[Records excerpted from a collection]
┌──

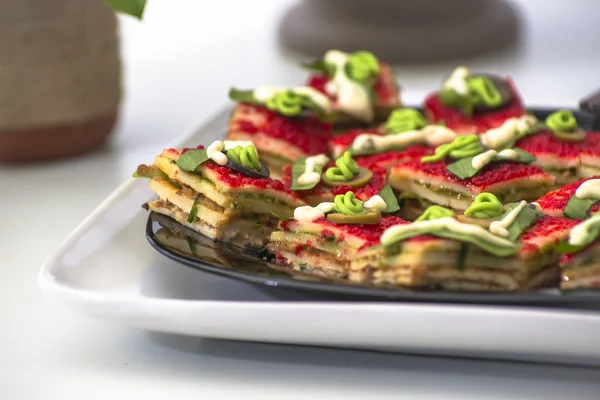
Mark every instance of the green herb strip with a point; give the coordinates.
(527, 217)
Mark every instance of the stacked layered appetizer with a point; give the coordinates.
(337, 178)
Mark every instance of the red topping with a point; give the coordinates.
(235, 179)
(369, 233)
(384, 89)
(565, 259)
(558, 199)
(546, 227)
(546, 143)
(326, 233)
(591, 145)
(391, 158)
(186, 149)
(479, 122)
(309, 134)
(346, 139)
(374, 186)
(489, 175)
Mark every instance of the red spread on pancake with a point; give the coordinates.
(235, 179)
(557, 200)
(479, 122)
(309, 134)
(364, 193)
(489, 175)
(370, 233)
(383, 89)
(546, 143)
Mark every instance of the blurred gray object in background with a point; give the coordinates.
(60, 75)
(401, 31)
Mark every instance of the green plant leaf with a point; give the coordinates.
(527, 216)
(135, 8)
(317, 65)
(150, 171)
(391, 201)
(463, 168)
(191, 159)
(193, 211)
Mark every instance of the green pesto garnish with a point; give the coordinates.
(483, 92)
(287, 103)
(347, 204)
(346, 168)
(404, 120)
(245, 156)
(362, 66)
(461, 147)
(485, 205)
(562, 121)
(435, 212)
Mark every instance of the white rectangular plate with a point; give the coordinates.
(105, 268)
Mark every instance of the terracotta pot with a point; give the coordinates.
(60, 77)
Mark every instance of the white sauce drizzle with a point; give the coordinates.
(589, 189)
(352, 98)
(265, 92)
(309, 214)
(448, 223)
(326, 206)
(215, 150)
(500, 228)
(503, 135)
(457, 81)
(309, 176)
(432, 135)
(483, 159)
(579, 233)
(375, 203)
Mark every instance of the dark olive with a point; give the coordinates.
(505, 90)
(252, 173)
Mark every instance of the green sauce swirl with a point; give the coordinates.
(287, 103)
(435, 212)
(485, 205)
(362, 66)
(245, 156)
(404, 120)
(345, 170)
(484, 92)
(562, 121)
(461, 147)
(347, 204)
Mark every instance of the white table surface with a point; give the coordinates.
(179, 64)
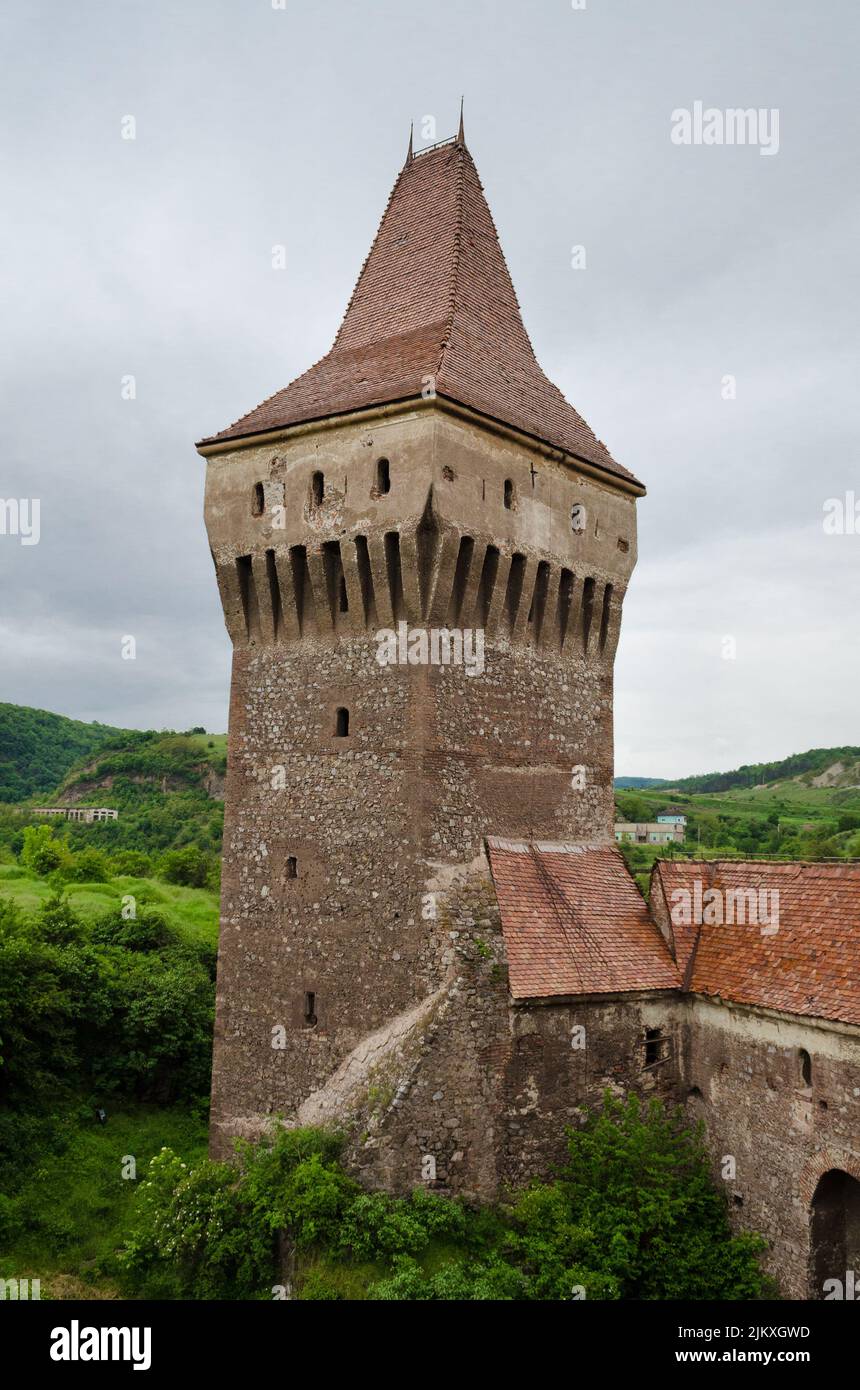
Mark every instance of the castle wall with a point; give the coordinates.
(742, 1076)
(485, 1089)
(336, 843)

└──

INSTRUCTIONS TO FOLLOW >> Quote exactly, and only, the lines from the one containing "Mark every instance of the green pesto" through the last line of the records above, both included; leave out any pictures.

IN RESPONSE >>
Mark every instance of the green pesto garnish with a point; give the coordinates.
(483, 92)
(287, 103)
(347, 204)
(346, 168)
(404, 120)
(245, 156)
(362, 66)
(461, 147)
(485, 205)
(562, 121)
(435, 212)
Mark every instance of the white rectangular plate with a point; give the coordinates.
(105, 268)
Mark every instance of the terracotta pot with a point; give the coordinates.
(60, 77)
Mark every instance of the white sauce drizzle with a point; give the coordinates.
(589, 189)
(352, 98)
(265, 92)
(309, 214)
(448, 223)
(326, 206)
(215, 150)
(500, 228)
(503, 135)
(457, 81)
(309, 176)
(432, 135)
(483, 159)
(579, 233)
(375, 203)
Mark every instance of the dark olive with a point; give the coordinates.
(505, 90)
(252, 173)
Mark every instance of the green sauce swirl with a point; give the coordinates.
(287, 103)
(435, 212)
(485, 205)
(362, 66)
(245, 156)
(404, 120)
(345, 170)
(484, 92)
(562, 121)
(461, 147)
(347, 204)
Mark every instance of the white table surface with a point; give the coordinates.
(179, 64)
Mark every instance of the castle wall with a point; give the coordinates.
(742, 1076)
(485, 1089)
(336, 843)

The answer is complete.